Required action
What is needed is an exact copy of the records below, with the pictures left out.

[Excerpts from a dataset]
******
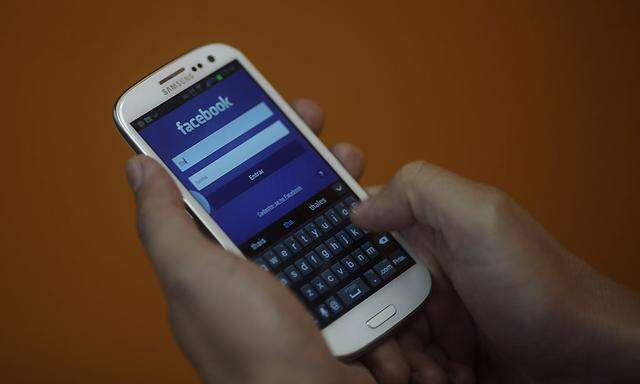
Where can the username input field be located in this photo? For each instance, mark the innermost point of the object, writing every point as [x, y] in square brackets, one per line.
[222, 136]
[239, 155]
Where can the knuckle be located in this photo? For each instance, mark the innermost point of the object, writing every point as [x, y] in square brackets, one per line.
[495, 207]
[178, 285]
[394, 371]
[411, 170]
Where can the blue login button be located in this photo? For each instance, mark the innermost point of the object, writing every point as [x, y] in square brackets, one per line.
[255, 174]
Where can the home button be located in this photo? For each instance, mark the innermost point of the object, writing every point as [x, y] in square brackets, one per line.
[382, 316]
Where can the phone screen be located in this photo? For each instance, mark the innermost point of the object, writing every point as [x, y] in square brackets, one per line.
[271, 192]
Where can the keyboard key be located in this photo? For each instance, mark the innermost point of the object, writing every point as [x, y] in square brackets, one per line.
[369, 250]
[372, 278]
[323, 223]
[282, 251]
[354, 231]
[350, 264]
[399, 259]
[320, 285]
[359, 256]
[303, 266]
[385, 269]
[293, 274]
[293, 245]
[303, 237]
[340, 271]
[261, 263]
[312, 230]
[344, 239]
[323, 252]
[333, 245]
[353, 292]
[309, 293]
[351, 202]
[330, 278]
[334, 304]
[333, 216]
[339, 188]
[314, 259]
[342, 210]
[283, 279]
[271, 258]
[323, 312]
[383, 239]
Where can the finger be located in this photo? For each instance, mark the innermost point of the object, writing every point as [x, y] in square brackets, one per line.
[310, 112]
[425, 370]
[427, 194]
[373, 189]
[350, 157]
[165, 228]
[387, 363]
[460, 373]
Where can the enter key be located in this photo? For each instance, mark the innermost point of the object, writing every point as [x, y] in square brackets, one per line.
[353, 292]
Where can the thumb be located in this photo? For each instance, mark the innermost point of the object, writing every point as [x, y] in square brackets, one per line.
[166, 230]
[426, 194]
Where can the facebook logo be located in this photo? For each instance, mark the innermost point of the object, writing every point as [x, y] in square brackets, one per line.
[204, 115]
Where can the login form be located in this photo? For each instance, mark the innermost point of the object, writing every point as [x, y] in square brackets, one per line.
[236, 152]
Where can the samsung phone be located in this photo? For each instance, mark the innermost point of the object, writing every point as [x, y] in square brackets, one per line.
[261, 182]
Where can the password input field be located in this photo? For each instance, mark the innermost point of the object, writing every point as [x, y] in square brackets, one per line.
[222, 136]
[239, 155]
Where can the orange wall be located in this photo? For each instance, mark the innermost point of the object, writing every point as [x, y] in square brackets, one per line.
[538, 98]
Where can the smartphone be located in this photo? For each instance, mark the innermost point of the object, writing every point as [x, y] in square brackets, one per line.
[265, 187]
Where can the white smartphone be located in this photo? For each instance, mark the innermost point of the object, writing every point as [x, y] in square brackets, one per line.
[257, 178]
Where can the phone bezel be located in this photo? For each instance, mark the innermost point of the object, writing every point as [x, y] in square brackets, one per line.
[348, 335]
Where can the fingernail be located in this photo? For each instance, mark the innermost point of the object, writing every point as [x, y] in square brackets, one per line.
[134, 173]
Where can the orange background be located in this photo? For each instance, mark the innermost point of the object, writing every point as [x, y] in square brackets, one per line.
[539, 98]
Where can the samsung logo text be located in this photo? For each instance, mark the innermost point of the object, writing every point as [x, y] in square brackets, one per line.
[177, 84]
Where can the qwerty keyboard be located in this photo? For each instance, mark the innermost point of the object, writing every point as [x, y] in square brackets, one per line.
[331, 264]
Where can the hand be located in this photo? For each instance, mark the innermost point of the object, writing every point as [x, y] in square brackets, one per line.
******
Task output
Where can the username input field be located in this photo? For each instance, mark the innermost point of the object, writing every point as [x, y] in square brackets, one per line.
[222, 136]
[239, 155]
Where can the knuckle be located in this photo? For each instance, mark the innermost point of the object, writing every point as [x, y] in square brackets, one per line.
[495, 207]
[178, 285]
[394, 371]
[411, 170]
Where can the blue login button be located in this photo? For each instance, mark the innermost point of the object, writing every point as [x, y] in square brackets, one per line.
[255, 174]
Where can the home button be located in this photo? For each instance, mark the innermost point of the object, writing every point as [x, y] in square brackets, one per line.
[382, 316]
Where can the phone screen be located in this photo? For each instance, mark the innermost point of the object, writing every point as [x, y] in square brackets, one per line.
[271, 192]
Where can the keyboard key be located in this photo? For each instance, mark the innermost point of the object, writing every point as [x, y] in square brackets, one per line.
[369, 250]
[372, 278]
[323, 223]
[282, 251]
[354, 231]
[350, 264]
[399, 259]
[320, 285]
[359, 256]
[303, 266]
[385, 269]
[293, 274]
[293, 245]
[303, 237]
[340, 271]
[261, 263]
[312, 230]
[344, 239]
[323, 252]
[333, 245]
[353, 292]
[309, 293]
[351, 202]
[330, 278]
[334, 304]
[333, 216]
[339, 188]
[314, 259]
[342, 210]
[283, 279]
[271, 258]
[323, 312]
[383, 239]
Where can the finger be located in this photo? For each instance, mark the innermost point of the object, writing every point as [x, y] in square brackets, one per line.
[310, 112]
[425, 370]
[427, 194]
[373, 189]
[350, 157]
[165, 228]
[387, 363]
[460, 373]
Where can the enter key be located in this photo? For each instance, mark the innermost point of the object, writing every point as [x, y] in square brackets, one per line.
[353, 292]
Where can the thumb be located in this photo? For each instance, mark the innermost point of the object, writing every point as [x, y] in square brackets, one per line.
[166, 230]
[426, 194]
Where can the facebook logo be located in this photo? For each instance, mark the innermost point of the object, writing every point as [x, y] in square brackets, one per line.
[204, 115]
Where can the login form be located in this photo? For each instance, mark the innermost point of the object, writing every point as [x, y] in square brackets, one per line.
[236, 152]
Where can the samsung phone be located in this photo? For each instance, mark the innermost point of the object, writing every point as [x, y] in square brackets, one per line.
[261, 182]
Where can the password input field be located in this photo? For each instance, mark the innermost point of the object, writing every point as [x, y] in square brackets, one per line.
[222, 136]
[239, 155]
Where can the orange wall be located in this photo? For each instance, mark the innermost point of the object, writing every point as [x, y] in square brackets, one per line.
[538, 98]
Where can the smartphone be located in this photo? For each instance, mark the innermost point of the object, writing every point as [x, y] in square brackets, one per line.
[265, 187]
Where can the white smartphone be located in this photo? For each instance, mark the innermost point of the object, writing every point as [x, y] in square brackets, one per line.
[257, 178]
Where can the phone bezel be located in this photo? For each instance, mark the innermost point of the object, writing every point as [x, y] in square brackets, one per line.
[348, 335]
Where can the fingernail be located in this photo? For each instance, mark the innermost point of the object, writing every point as [x, y] in square brackets, one per line.
[134, 173]
Where can the orange background be located in this photo? For each instance, mark the innermost point of the object, writing every point as [x, y] in square brackets, one per line.
[539, 98]
Where can the samsung logo text be located in this photo? For each instance, mark the innermost point of the object, writing every point as [x, y] in square brackets, one per line.
[177, 84]
Where can the qwerty keyboard be located in this photo? For each instance, mark the innermost point of the object, writing every point as [x, y] in square brackets, one per line.
[331, 264]
Where can the hand be located in this photo? For each instance, mark the innermost point of the object, writing every point as [x, y] in square brackets, one per line.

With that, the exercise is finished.